Task directions:
Write out, word for word, the lines of the records below that begin at the line containing "Target: playground slide" and end after the line containing "[(192, 205)]". Include both of those lines and nothing else.

Raw data:
──────────

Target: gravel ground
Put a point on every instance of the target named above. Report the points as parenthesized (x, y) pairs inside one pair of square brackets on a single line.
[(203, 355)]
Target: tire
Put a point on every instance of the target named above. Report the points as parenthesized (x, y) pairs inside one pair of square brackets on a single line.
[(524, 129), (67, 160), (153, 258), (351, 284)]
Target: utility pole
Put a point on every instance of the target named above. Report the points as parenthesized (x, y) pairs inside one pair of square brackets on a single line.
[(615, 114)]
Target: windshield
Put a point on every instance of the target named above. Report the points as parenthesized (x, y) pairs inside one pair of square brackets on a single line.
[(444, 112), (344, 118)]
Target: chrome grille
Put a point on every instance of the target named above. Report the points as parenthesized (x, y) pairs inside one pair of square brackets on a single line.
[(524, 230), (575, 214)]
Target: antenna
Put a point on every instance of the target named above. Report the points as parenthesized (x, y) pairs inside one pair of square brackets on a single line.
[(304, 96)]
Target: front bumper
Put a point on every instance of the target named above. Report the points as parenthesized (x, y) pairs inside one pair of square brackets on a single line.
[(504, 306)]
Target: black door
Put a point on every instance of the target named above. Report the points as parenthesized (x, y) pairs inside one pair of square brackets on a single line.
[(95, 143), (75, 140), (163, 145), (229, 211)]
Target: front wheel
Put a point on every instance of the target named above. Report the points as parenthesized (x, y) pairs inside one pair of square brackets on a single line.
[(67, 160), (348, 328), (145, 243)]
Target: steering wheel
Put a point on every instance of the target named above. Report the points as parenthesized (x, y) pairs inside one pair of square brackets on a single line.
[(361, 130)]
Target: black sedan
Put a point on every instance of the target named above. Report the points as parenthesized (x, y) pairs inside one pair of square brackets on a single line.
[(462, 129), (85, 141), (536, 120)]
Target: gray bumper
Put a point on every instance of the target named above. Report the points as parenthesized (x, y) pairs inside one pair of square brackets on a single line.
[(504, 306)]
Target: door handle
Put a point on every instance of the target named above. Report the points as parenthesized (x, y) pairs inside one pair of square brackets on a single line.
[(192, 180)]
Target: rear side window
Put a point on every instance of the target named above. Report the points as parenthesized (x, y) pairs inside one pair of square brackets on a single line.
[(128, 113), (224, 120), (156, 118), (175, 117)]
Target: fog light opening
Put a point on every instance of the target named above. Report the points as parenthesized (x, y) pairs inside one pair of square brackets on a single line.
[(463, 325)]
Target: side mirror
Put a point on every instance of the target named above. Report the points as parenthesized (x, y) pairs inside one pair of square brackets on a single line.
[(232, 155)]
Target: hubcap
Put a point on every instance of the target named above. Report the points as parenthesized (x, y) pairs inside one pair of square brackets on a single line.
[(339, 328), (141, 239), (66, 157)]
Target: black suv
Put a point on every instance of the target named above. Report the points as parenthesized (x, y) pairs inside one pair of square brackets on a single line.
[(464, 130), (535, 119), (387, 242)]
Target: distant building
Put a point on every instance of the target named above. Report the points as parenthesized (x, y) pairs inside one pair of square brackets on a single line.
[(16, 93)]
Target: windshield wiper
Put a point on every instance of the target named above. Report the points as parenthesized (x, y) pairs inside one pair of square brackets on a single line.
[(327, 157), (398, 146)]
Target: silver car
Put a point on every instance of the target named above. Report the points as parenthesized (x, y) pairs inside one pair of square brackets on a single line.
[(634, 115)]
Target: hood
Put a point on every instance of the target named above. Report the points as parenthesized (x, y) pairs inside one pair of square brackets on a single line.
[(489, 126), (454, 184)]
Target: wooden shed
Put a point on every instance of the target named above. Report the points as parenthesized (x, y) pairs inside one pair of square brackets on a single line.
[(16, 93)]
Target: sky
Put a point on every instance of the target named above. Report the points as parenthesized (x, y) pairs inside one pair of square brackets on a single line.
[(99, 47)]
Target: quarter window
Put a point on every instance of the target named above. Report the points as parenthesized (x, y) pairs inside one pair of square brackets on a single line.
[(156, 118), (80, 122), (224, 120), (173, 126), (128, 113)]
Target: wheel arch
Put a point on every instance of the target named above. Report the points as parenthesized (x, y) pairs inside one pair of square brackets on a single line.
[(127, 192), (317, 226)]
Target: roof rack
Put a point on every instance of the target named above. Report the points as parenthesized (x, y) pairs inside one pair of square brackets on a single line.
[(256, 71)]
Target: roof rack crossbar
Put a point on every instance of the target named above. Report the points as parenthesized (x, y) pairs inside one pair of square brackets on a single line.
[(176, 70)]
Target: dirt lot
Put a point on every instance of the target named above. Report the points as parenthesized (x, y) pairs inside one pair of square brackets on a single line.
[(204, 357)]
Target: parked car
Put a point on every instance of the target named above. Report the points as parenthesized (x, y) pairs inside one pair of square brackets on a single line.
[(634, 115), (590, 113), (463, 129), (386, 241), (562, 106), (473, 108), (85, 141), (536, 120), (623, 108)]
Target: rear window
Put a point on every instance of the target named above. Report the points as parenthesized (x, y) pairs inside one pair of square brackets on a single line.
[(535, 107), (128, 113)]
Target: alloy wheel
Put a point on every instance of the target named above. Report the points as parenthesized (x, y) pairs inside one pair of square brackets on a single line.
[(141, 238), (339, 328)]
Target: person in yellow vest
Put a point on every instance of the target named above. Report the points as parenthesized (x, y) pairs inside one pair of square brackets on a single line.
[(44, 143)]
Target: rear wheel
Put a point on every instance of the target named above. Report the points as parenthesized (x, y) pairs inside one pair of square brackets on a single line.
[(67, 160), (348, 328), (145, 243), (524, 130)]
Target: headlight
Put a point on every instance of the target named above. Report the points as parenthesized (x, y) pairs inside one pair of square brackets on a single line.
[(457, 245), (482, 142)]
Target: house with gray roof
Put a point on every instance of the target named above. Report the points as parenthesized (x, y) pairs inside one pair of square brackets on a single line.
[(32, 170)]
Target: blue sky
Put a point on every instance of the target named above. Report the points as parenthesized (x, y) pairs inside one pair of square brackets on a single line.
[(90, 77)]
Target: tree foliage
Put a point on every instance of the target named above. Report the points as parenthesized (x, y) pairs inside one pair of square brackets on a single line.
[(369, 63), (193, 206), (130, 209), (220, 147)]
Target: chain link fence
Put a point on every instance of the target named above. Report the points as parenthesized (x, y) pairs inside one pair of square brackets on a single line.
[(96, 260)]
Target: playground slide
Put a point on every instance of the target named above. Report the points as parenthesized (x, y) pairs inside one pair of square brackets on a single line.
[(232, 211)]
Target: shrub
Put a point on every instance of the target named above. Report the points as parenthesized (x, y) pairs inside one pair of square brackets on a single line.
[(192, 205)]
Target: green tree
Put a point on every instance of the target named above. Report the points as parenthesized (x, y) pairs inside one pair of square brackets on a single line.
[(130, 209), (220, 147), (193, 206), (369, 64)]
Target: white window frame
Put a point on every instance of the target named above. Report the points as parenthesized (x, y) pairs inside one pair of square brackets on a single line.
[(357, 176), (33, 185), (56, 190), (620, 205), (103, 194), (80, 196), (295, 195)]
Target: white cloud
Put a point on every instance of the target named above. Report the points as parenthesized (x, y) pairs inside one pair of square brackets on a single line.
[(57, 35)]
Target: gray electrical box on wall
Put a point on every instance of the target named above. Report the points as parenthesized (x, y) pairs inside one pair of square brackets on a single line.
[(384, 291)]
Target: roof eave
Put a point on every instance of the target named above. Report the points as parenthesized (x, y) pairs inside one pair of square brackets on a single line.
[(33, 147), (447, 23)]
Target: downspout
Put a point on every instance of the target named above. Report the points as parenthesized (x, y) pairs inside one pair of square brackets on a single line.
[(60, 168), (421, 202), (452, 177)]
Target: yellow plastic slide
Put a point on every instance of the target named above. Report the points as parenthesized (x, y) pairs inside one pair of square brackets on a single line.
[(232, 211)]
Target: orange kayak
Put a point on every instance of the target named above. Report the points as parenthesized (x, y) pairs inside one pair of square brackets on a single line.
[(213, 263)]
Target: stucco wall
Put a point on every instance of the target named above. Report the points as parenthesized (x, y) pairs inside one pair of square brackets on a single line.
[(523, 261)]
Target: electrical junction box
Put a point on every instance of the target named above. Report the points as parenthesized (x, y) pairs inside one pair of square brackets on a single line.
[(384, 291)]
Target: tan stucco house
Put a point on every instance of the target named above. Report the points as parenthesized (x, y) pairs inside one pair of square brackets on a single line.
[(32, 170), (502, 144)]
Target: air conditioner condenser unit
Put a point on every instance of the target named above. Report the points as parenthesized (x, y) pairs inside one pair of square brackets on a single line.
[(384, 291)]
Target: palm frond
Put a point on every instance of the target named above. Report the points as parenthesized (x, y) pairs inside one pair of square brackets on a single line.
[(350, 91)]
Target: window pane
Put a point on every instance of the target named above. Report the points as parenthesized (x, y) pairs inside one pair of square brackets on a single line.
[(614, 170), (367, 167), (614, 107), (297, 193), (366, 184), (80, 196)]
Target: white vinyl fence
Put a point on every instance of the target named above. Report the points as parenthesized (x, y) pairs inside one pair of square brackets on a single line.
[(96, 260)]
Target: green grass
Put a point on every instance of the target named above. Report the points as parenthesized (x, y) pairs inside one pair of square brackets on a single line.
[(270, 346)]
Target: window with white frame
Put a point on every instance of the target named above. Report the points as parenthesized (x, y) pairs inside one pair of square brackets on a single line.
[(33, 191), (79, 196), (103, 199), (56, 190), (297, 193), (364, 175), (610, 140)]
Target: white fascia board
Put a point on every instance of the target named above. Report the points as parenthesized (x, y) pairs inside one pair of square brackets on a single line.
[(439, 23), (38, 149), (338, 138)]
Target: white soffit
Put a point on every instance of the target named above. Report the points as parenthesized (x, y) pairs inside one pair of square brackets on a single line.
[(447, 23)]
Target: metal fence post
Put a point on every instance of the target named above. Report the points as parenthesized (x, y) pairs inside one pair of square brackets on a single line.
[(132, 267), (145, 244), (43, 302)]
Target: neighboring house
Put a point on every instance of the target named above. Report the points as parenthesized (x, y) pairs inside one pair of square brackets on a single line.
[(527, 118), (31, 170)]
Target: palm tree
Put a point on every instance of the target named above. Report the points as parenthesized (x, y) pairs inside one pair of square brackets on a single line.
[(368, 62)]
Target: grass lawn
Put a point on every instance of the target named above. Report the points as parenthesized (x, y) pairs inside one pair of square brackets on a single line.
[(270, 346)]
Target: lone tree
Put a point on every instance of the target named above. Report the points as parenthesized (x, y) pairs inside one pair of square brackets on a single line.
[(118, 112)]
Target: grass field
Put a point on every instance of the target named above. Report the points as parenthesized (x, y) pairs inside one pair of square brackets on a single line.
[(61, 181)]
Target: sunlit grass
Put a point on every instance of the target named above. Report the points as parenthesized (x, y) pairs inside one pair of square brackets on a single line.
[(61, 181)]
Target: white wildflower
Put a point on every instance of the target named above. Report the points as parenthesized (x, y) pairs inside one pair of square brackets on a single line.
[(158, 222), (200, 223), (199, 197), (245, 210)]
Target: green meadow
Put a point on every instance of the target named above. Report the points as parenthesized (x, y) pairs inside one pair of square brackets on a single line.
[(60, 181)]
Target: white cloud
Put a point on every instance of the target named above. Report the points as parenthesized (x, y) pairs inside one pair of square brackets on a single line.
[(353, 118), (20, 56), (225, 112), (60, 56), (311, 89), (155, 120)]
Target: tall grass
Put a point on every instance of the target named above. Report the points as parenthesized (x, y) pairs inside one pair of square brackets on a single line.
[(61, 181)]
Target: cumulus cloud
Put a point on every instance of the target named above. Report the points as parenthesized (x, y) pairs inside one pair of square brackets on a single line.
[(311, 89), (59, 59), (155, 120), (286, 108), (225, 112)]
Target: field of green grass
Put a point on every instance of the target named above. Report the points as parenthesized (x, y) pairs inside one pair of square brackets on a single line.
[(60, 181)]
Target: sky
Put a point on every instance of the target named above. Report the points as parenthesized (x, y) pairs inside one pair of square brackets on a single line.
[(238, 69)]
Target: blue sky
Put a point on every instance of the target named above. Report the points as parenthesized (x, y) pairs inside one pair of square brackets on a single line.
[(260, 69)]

──────────

Completed exercise:
Target: playground slide
Put a point on every instance of the target named above. Report the points as parenthesized (x, y) pairs inside one pair of square brackets on a single line.
[(232, 211)]
Target: shrub
Put a point on every instance of the target named above. Report the points as parenthesized (x, y) pairs inside one pair of square brackets on a single line.
[(192, 205)]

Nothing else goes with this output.